EXERCISE GOAL
Reproduce every line of the records below, scaling each coordinate in the answers by 0.8 and rounding to a whole number, with halves rounded up. Leave all other text and numbers as they are.

Begin PROVIDED INFORMATION

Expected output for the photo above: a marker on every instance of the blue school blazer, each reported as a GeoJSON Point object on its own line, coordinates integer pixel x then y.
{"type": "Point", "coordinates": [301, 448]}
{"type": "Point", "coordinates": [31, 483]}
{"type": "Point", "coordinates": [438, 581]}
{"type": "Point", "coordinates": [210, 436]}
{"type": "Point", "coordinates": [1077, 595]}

End PROVIDED INFORMATION

EXERCISE OUTPUT
Expected output for the photo above: a marker on every instance of the blue school blazer, each reported as a GeoJSON Point object on its own line, coordinates integer pixel x then y.
{"type": "Point", "coordinates": [241, 358]}
{"type": "Point", "coordinates": [25, 386]}
{"type": "Point", "coordinates": [350, 465]}
{"type": "Point", "coordinates": [168, 349]}
{"type": "Point", "coordinates": [862, 476]}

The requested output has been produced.